Task objective: Copy out, word for word, the rows below from the line that holds "find glossy green fruit skin" through the final line of the rows, both ends included.

Data supplied:
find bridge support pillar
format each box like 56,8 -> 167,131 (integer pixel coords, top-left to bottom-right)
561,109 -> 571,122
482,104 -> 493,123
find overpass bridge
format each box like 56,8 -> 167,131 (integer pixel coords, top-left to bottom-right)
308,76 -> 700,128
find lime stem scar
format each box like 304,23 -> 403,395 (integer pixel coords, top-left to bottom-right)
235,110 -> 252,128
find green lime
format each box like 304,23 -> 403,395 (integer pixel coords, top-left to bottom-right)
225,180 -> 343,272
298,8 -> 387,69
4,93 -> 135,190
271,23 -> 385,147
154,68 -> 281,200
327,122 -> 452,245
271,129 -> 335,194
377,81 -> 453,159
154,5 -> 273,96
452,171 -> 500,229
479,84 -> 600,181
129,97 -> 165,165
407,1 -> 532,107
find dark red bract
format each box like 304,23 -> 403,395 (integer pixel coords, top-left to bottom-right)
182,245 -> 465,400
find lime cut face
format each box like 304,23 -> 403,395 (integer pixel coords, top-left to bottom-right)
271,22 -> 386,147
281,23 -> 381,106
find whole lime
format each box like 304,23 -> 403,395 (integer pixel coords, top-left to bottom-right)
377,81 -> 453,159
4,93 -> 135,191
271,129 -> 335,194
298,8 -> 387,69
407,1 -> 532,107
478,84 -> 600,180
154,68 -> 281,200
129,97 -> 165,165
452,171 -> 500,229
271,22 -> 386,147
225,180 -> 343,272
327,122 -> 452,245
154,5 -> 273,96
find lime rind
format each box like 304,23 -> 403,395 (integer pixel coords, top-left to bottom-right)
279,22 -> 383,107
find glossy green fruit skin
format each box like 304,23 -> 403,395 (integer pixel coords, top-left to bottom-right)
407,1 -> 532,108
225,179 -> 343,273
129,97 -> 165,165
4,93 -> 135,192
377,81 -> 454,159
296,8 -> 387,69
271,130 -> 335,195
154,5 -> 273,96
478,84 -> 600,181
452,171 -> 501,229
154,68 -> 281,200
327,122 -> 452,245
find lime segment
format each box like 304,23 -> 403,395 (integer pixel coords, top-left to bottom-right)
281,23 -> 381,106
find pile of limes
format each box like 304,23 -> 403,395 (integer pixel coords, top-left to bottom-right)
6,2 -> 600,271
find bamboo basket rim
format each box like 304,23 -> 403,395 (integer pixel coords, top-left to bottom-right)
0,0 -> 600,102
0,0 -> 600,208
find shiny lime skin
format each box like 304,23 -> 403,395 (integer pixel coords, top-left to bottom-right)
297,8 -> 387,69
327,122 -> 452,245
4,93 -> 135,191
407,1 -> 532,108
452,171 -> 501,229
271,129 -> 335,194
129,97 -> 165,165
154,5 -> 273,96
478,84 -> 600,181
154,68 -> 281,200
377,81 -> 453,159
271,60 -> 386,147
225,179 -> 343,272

Completed task:
find glossy green fruit skin
format each box like 304,23 -> 403,395 (integer pixel coords, top-left to bottom-right)
407,1 -> 532,108
225,179 -> 343,273
129,97 -> 165,165
4,93 -> 135,192
377,81 -> 454,159
296,8 -> 387,69
271,130 -> 335,195
154,5 -> 273,96
478,84 -> 600,181
452,171 -> 501,229
154,68 -> 281,200
327,122 -> 452,245
find lime segment
format each box like 304,23 -> 403,395 (integer pixel coords, top-left to bottom-right)
281,23 -> 381,106
find pile of limes
format each box like 304,23 -> 403,395 (integer pixel coords, top-left to bottom-right)
6,2 -> 600,271
find bamboo basket rim
format each box like 304,23 -> 403,395 (integer pixel coords, top-left to bottom-right)
0,0 -> 600,102
0,0 -> 600,208
find shiny lime skin
format each box like 304,23 -> 403,395 (integer pixel coords, top-left to bottom-right)
297,8 -> 387,69
327,122 -> 452,245
4,93 -> 135,191
407,1 -> 532,108
452,171 -> 501,229
271,129 -> 335,194
129,97 -> 165,165
154,5 -> 273,96
478,84 -> 600,181
154,68 -> 281,200
377,81 -> 453,159
271,60 -> 386,147
225,179 -> 343,272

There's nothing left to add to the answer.